--- What is required ---
Reproduce the data below word for word, from its first line through the line containing "pixel 239 28", with both of those lines included. Leave out the pictures.

--- Data supplied ---
- - - -
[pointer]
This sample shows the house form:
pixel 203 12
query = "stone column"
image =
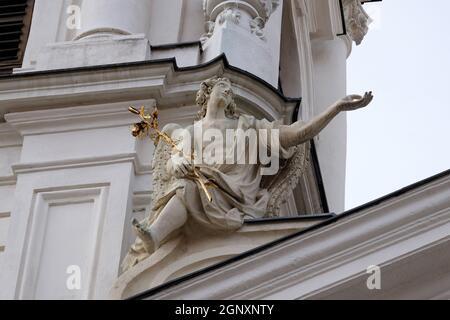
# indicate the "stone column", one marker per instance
pixel 114 17
pixel 239 28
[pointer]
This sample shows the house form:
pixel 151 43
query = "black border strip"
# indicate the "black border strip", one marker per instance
pixel 327 222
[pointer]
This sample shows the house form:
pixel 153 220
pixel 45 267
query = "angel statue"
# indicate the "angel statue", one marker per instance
pixel 193 188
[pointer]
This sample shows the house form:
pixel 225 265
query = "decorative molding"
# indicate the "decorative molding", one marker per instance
pixel 44 201
pixel 357 20
pixel 231 10
pixel 161 80
pixel 139 167
pixel 74 118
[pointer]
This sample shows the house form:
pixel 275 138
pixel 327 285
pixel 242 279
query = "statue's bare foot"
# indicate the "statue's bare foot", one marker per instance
pixel 144 235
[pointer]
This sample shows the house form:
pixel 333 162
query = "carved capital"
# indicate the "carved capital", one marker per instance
pixel 356 19
pixel 220 11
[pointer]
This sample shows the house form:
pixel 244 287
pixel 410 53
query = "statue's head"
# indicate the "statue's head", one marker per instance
pixel 218 91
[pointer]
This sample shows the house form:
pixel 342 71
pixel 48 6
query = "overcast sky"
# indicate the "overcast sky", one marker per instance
pixel 403 137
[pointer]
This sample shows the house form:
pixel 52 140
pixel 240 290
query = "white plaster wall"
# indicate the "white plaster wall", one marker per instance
pixel 330 85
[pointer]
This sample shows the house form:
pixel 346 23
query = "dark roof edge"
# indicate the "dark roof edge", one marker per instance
pixel 334 219
pixel 221 58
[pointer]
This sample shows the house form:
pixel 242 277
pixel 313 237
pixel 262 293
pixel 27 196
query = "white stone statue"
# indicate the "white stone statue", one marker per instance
pixel 236 189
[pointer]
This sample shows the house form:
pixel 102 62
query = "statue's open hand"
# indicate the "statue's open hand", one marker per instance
pixel 182 167
pixel 354 102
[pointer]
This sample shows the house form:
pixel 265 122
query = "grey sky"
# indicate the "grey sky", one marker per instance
pixel 403 137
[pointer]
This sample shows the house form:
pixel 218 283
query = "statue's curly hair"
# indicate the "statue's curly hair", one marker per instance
pixel 203 98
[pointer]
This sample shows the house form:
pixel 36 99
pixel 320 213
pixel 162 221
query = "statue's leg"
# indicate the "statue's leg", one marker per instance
pixel 171 219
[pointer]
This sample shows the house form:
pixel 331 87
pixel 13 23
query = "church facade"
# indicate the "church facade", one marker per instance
pixel 72 177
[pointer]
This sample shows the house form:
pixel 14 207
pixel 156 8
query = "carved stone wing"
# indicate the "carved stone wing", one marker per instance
pixel 280 185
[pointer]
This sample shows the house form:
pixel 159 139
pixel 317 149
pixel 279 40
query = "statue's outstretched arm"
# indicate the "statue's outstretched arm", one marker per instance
pixel 299 132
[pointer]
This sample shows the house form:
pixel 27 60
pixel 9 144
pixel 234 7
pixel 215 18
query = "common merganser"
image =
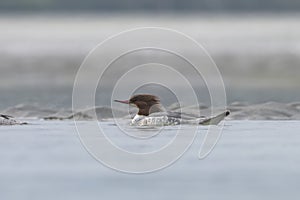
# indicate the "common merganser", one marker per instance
pixel 152 113
pixel 8 120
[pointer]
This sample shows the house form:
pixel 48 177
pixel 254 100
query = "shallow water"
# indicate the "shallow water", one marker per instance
pixel 253 160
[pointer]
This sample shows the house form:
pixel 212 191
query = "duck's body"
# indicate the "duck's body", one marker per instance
pixel 151 113
pixel 8 120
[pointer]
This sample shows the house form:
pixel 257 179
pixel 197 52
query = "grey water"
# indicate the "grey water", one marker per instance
pixel 252 160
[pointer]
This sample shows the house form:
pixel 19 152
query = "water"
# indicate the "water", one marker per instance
pixel 253 160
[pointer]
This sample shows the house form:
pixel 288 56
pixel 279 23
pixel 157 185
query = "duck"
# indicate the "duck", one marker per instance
pixel 9 120
pixel 152 113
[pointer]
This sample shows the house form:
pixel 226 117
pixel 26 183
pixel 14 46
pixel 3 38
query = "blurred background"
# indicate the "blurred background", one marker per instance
pixel 255 44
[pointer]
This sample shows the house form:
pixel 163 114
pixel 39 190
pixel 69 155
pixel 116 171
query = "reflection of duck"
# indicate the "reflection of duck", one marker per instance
pixel 152 113
pixel 8 120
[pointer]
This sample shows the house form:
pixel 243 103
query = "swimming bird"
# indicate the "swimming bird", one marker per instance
pixel 8 120
pixel 152 113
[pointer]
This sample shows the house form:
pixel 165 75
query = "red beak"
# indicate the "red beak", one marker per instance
pixel 125 101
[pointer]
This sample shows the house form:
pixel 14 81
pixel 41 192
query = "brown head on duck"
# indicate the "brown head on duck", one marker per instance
pixel 146 103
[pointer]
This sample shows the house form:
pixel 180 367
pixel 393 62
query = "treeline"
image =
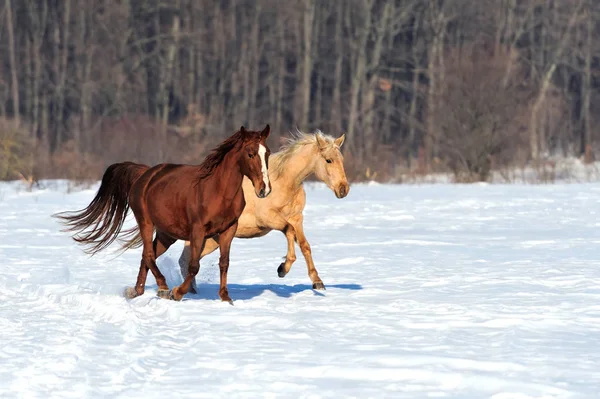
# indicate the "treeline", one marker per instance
pixel 416 85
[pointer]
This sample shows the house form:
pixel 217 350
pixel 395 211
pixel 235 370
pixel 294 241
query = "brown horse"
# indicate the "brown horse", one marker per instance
pixel 304 155
pixel 179 202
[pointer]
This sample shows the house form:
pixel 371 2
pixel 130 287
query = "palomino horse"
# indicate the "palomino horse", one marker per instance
pixel 180 202
pixel 303 155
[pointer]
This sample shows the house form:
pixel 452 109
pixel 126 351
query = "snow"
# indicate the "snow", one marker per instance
pixel 456 291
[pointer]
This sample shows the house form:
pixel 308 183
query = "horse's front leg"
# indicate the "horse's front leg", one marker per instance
pixel 296 223
pixel 290 257
pixel 184 259
pixel 197 241
pixel 225 239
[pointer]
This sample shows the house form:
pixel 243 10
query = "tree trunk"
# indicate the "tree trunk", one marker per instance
pixel 307 62
pixel 13 63
pixel 534 122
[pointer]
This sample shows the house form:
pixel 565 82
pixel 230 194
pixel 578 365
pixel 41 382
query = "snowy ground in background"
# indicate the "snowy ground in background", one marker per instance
pixel 482 291
pixel 552 170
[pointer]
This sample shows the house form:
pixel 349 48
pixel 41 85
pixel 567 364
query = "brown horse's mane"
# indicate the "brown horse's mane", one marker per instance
pixel 217 155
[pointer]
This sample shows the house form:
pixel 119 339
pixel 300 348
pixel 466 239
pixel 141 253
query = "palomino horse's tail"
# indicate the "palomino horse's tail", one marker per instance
pixel 105 215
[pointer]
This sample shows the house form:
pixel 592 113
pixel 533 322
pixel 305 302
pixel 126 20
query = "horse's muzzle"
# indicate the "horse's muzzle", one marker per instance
pixel 342 190
pixel 263 192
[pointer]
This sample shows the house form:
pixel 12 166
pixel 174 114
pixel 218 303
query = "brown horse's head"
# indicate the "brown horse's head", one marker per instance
pixel 329 168
pixel 254 159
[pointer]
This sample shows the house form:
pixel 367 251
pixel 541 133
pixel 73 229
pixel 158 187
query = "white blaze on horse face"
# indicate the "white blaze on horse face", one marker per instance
pixel 263 167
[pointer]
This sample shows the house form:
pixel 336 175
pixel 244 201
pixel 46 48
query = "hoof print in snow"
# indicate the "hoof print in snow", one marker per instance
pixel 281 270
pixel 165 294
pixel 130 293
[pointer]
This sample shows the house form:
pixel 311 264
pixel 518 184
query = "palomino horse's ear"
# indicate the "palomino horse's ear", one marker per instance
pixel 265 133
pixel 320 142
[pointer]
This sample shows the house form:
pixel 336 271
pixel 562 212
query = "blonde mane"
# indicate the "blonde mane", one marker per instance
pixel 293 145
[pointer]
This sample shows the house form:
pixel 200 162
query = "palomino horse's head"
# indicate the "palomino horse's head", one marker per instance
pixel 254 159
pixel 330 166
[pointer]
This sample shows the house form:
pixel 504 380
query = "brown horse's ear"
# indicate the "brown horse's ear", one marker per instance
pixel 265 133
pixel 320 142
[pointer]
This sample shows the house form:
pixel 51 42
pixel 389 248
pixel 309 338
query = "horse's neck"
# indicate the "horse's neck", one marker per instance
pixel 298 168
pixel 228 177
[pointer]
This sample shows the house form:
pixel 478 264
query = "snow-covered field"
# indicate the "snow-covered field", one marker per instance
pixel 482 291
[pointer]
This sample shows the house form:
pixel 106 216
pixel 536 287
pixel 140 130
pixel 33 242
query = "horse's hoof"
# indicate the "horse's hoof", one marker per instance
pixel 281 270
pixel 318 285
pixel 227 300
pixel 130 293
pixel 165 294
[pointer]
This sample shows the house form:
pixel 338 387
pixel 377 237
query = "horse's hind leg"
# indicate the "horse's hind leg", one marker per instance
pixel 147 261
pixel 210 245
pixel 161 243
pixel 290 257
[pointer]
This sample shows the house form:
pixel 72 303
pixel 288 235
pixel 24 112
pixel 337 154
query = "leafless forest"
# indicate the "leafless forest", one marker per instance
pixel 418 86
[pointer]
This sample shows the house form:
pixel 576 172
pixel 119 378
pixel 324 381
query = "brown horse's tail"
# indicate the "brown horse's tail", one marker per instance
pixel 103 218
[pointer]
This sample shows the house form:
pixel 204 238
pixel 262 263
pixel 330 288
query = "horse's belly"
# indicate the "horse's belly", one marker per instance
pixel 250 231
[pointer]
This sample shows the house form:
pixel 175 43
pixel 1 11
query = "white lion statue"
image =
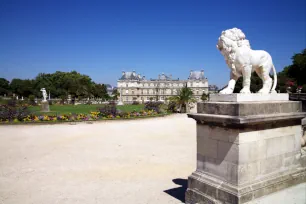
- - - -
--- Output of the exercise ---
[pointer]
This sample shows the house form:
pixel 203 12
query = "stone column"
image =
# indicate the "stone column", one marker per instance
pixel 114 17
pixel 239 28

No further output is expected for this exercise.